-- DATA ROWS start --
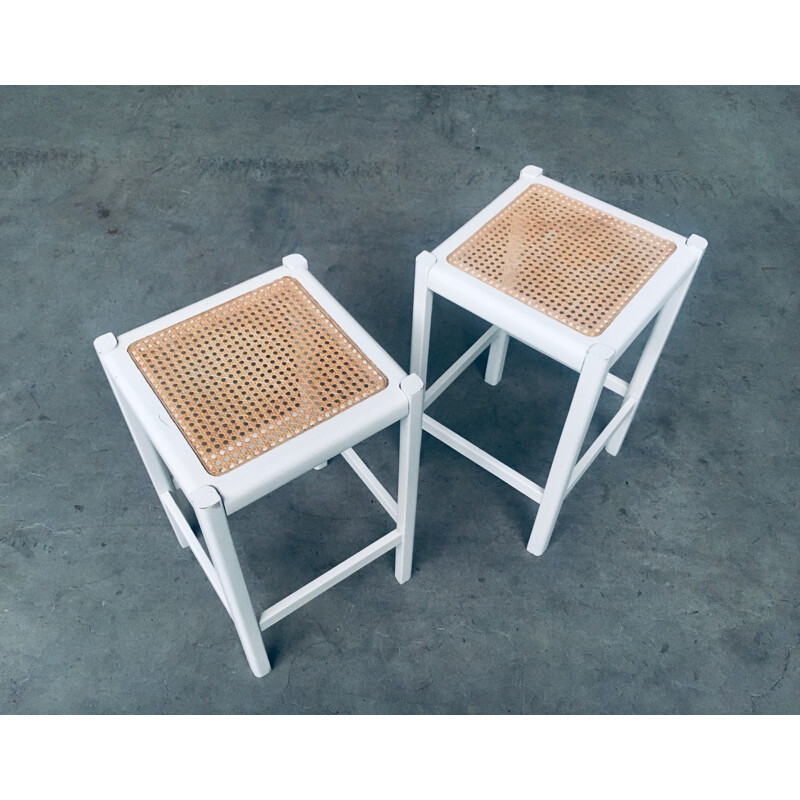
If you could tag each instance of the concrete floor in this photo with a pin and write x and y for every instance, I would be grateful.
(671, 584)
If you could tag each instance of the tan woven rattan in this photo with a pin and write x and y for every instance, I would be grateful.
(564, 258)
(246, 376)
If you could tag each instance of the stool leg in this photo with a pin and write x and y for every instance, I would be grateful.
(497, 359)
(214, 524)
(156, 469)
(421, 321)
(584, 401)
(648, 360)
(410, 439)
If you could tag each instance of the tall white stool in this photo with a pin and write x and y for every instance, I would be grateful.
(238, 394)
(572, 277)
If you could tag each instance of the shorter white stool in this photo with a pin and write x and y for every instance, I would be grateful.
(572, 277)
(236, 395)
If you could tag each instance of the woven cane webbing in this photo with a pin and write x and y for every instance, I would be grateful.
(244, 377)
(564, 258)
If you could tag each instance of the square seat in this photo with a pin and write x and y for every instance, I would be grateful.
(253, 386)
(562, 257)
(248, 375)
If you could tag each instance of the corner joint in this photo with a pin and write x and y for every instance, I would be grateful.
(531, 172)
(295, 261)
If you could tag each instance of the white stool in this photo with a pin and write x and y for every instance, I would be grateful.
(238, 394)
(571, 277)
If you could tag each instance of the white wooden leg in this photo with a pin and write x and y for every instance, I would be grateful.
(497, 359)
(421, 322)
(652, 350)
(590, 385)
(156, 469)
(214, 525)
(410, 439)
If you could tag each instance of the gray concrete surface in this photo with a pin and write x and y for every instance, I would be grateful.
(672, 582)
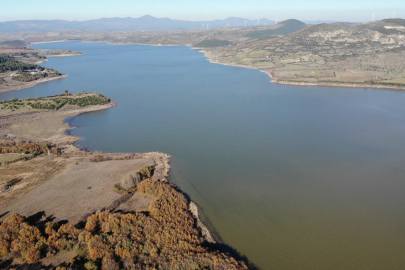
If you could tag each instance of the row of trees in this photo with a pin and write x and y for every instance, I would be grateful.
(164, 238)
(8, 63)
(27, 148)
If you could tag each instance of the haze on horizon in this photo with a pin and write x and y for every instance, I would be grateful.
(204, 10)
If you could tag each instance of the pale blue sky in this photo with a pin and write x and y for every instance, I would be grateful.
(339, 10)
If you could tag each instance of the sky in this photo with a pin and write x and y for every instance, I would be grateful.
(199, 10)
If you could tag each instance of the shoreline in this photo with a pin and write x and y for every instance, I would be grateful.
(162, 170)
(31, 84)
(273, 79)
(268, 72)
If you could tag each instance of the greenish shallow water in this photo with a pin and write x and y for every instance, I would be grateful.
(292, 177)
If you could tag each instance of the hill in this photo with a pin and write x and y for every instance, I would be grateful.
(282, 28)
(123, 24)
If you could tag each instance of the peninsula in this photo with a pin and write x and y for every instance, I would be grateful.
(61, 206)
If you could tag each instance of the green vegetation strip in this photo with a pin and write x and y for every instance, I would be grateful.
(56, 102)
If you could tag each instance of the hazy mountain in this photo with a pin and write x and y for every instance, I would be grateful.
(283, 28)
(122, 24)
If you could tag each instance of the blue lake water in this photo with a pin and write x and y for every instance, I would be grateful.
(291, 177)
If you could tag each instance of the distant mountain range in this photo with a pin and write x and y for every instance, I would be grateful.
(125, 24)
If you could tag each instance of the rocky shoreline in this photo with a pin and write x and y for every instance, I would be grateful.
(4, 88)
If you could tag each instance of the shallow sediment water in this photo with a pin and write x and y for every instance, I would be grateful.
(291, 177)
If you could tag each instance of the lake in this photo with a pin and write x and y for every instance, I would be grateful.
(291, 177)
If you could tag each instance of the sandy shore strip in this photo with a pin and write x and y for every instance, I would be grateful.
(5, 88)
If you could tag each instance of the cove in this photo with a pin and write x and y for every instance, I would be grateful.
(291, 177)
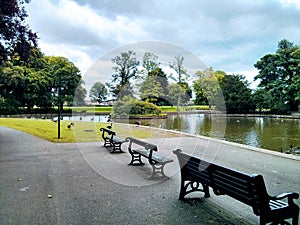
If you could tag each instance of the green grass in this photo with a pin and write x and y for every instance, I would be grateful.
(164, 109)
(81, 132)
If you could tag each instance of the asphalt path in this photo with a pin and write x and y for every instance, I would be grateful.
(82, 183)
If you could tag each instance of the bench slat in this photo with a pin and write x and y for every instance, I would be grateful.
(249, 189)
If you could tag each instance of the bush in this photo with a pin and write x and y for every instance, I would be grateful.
-- DATA ROWS end --
#### [GOAL OF THE EXERCISE]
Without any pictures, write out the lines running from the one containing "If you could tag each instance of the distant" through the end of the listing above, both included, exactly as given.

#### [CORRECT OUTPUT]
If you could tag each instance of the distant mountain range in this photo with a pin and write x and y for every instance, I would be grateful.
(125, 24)
If you could tag each instance of the rocky shoreline in this photo with a pin and write x and y for every instance, I would be grateful.
(4, 88)
If you could tag each instance of the shallow sediment water in this photo with a pin and write x and y for every instance, I would be grateful.
(291, 177)
If you could tag each instance of the lake in this photo with a pin and write x and y for every instance, I would be grateful.
(291, 177)
If you could tag each instance of the sandy shore strip in this photo with a pin and write x and y for every instance, I would be grateful.
(5, 88)
If you could tag each instance of the cove in this photo with a pin and write x and y for every instance, I would be grateful.
(291, 177)
If you could tag each instance of the green grass in this photo with a pin and write x and y for every instance, I would be grateful.
(164, 109)
(81, 132)
If you could tag each instance of the asphalt path in this photo with a pin and write x and y for every instance, I would be grateful.
(82, 183)
If you could tag each instance of the bench slat in this photo with a pin and write x and y for every instance, I would be grateful.
(249, 189)
If you could tag each instance of the bush in this photo with a pin and write x and y for every instance, I would be grateful.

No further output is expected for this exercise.